— Start Dataset extract —
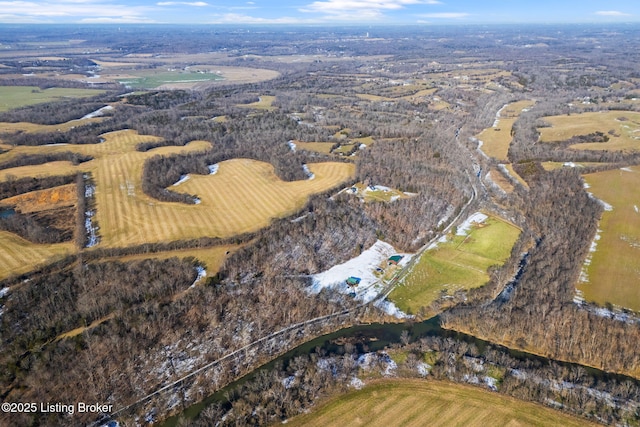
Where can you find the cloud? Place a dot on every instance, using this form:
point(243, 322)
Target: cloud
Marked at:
point(371, 7)
point(445, 15)
point(611, 13)
point(118, 20)
point(234, 18)
point(182, 3)
point(73, 8)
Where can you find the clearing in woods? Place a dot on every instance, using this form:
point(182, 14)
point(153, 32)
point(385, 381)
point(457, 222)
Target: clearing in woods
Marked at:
point(613, 270)
point(414, 402)
point(244, 195)
point(459, 263)
point(212, 257)
point(20, 96)
point(497, 139)
point(622, 128)
point(18, 255)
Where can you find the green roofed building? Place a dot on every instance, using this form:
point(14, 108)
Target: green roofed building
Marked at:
point(353, 281)
point(395, 259)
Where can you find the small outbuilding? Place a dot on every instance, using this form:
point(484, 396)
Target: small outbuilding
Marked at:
point(353, 281)
point(395, 259)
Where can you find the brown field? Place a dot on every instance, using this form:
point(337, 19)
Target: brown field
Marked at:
point(497, 139)
point(318, 147)
point(265, 103)
point(501, 181)
point(515, 175)
point(614, 271)
point(622, 127)
point(48, 169)
point(20, 256)
point(41, 200)
point(413, 402)
point(411, 93)
point(37, 128)
point(212, 257)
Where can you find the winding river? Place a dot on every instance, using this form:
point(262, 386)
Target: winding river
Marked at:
point(367, 338)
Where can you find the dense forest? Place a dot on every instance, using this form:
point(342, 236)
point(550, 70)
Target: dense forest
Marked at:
point(96, 326)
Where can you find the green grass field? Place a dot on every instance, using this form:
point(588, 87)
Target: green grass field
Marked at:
point(20, 96)
point(622, 128)
point(318, 147)
point(497, 139)
point(614, 272)
point(460, 263)
point(156, 78)
point(411, 402)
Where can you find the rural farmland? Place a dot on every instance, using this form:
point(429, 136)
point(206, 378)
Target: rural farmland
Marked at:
point(613, 130)
point(612, 274)
point(458, 263)
point(434, 403)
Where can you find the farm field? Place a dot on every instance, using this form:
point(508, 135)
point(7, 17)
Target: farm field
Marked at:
point(36, 128)
point(20, 256)
point(265, 103)
point(549, 166)
point(318, 147)
point(413, 402)
point(158, 78)
point(509, 168)
point(21, 96)
point(243, 196)
point(459, 263)
point(613, 273)
point(621, 127)
point(212, 257)
point(497, 139)
point(499, 179)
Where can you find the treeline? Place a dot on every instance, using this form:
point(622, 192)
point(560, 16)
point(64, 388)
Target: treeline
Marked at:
point(50, 226)
point(150, 318)
point(88, 133)
point(52, 113)
point(296, 388)
point(39, 159)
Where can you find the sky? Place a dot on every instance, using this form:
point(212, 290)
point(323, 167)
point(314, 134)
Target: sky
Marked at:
point(324, 12)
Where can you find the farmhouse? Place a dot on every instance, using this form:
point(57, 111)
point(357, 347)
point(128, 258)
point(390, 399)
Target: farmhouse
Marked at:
point(395, 259)
point(353, 281)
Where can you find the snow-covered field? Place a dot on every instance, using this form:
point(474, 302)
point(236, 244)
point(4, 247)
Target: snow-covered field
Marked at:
point(182, 179)
point(465, 227)
point(98, 112)
point(363, 266)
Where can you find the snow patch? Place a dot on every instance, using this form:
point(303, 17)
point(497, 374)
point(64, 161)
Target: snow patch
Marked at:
point(356, 383)
point(202, 273)
point(306, 170)
point(99, 112)
point(362, 266)
point(423, 369)
point(390, 308)
point(465, 227)
point(491, 382)
point(183, 178)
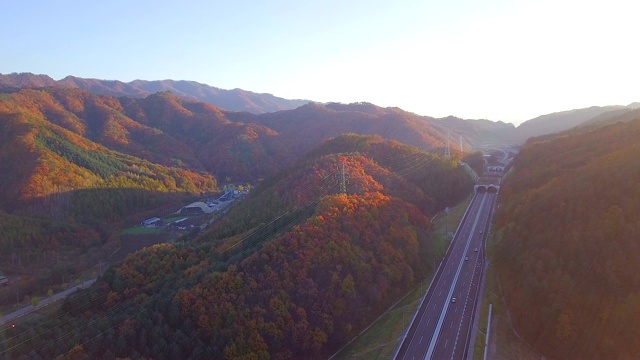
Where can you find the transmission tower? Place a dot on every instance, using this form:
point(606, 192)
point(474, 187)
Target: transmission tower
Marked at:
point(447, 150)
point(343, 180)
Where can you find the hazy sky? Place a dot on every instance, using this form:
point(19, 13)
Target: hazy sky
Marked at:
point(506, 60)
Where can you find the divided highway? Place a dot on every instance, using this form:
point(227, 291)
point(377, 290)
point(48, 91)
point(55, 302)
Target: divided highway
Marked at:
point(441, 328)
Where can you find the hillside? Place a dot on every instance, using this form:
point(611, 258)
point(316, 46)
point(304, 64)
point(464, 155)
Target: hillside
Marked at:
point(557, 122)
point(310, 273)
point(233, 100)
point(567, 249)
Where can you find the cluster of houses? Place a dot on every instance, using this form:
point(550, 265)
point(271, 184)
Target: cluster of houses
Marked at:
point(210, 205)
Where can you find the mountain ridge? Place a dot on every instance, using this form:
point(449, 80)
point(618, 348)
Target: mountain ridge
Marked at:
point(234, 100)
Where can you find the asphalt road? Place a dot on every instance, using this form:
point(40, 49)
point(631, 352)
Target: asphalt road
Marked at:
point(46, 301)
point(442, 327)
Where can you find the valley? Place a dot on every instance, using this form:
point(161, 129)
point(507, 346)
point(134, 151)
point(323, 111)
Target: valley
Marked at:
point(337, 226)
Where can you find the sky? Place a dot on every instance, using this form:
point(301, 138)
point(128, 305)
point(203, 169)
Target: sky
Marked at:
point(502, 60)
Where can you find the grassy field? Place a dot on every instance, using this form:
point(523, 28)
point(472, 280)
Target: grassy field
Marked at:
point(381, 339)
point(504, 343)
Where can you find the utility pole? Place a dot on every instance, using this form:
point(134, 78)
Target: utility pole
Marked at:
point(447, 150)
point(446, 221)
point(343, 180)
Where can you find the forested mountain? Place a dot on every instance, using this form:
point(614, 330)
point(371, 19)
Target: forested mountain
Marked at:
point(294, 271)
point(564, 120)
point(233, 100)
point(568, 247)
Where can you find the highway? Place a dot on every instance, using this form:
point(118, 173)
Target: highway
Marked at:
point(441, 328)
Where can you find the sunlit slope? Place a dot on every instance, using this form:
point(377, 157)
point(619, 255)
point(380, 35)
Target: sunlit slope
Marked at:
point(568, 245)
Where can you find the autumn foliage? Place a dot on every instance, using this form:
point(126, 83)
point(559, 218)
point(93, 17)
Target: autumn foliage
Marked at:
point(568, 249)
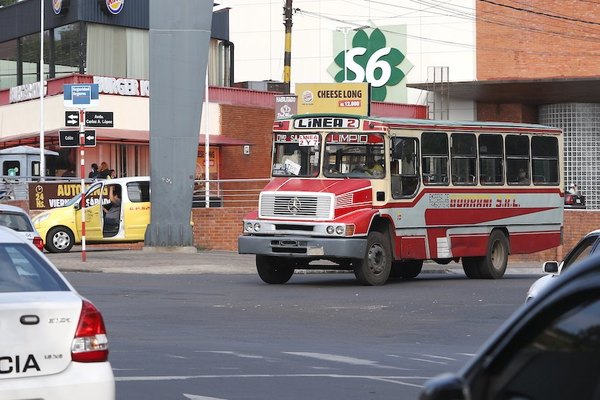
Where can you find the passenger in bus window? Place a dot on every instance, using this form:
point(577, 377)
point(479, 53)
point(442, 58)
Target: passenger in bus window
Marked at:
point(523, 178)
point(374, 168)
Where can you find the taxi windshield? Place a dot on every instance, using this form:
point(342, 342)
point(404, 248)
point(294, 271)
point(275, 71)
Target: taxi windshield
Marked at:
point(354, 155)
point(296, 154)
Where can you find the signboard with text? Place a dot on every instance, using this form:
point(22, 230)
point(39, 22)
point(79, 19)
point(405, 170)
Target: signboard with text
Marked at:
point(333, 98)
point(71, 138)
point(81, 95)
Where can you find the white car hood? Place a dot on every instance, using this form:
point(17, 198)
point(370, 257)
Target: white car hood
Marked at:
point(540, 285)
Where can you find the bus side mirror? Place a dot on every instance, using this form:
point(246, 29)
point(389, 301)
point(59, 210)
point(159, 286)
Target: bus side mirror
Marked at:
point(397, 149)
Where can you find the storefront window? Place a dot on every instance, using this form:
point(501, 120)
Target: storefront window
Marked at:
point(67, 58)
point(30, 57)
point(8, 64)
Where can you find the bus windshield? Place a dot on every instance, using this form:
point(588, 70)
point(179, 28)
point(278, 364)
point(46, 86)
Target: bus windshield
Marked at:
point(296, 154)
point(356, 155)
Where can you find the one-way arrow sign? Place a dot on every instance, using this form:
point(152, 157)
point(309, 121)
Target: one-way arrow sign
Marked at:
point(71, 138)
point(71, 118)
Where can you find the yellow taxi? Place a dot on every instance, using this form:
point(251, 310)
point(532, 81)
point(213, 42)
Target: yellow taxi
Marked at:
point(61, 227)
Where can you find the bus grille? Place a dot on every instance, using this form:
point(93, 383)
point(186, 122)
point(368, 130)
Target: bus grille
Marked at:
point(296, 207)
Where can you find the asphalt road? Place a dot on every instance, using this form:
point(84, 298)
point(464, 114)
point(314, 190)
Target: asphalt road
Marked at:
point(228, 336)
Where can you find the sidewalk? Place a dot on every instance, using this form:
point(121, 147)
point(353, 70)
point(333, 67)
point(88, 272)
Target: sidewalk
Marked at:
point(189, 261)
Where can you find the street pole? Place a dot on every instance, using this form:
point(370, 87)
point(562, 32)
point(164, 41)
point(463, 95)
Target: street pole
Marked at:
point(345, 30)
point(287, 57)
point(82, 173)
point(42, 144)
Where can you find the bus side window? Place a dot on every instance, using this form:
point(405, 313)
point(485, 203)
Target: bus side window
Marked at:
point(517, 160)
point(404, 167)
point(434, 153)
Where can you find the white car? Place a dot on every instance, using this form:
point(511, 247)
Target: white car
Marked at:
point(18, 220)
point(53, 341)
point(590, 244)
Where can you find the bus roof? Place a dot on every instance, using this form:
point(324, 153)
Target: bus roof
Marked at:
point(446, 124)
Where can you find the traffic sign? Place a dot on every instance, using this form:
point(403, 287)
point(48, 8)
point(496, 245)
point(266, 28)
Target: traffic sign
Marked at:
point(71, 138)
point(71, 118)
point(103, 119)
point(81, 95)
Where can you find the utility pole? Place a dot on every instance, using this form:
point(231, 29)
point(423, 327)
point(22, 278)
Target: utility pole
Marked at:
point(287, 57)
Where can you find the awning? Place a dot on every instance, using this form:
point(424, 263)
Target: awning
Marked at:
point(107, 135)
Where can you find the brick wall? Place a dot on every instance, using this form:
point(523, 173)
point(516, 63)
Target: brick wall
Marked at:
point(254, 125)
point(514, 43)
point(218, 228)
point(507, 112)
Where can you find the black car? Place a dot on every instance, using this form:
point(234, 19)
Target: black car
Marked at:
point(548, 349)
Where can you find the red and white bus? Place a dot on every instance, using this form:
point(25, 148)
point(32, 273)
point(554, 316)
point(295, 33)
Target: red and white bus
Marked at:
point(381, 195)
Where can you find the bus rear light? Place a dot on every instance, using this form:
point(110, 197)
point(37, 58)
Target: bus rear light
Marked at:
point(90, 343)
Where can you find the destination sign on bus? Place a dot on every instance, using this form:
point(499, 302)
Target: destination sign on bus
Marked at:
point(302, 140)
point(326, 122)
point(354, 138)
— End Dataset extract —
To do:
Express the stretch of the listing from its start through the line containing "point(18, 255)" as a Markdown table with the columns Row and Line. Number each row, skip blank lines, and leave out the pictures.

Result below:
| Row | Line |
|---|---|
| 1 | Where can you find the cloud? Place a dot on every instance, using this form: |
| 2 | point(243, 322) |
| 3 | Target: cloud |
| 4 | Marked at: |
| 5 | point(371, 7) |
| 6 | point(445, 15) |
| 7 | point(611, 13) |
| 8 | point(118, 20) |
| 9 | point(234, 18) |
| 10 | point(182, 3) |
| 11 | point(73, 8) |
| 12 | Where can you find the clearing in woods? Place a dot on every instance, using this form: |
| 13 | point(182, 14) |
| 14 | point(153, 32) |
| 15 | point(385, 381) |
| 16 | point(457, 222) |
| 17 | Target: clearing in woods |
| 18 | Marked at: |
| 19 | point(613, 270) |
| 20 | point(414, 402) |
| 21 | point(244, 195) |
| 22 | point(459, 263) |
| 23 | point(212, 257) |
| 24 | point(20, 96) |
| 25 | point(497, 139) |
| 26 | point(622, 128) |
| 27 | point(18, 255) |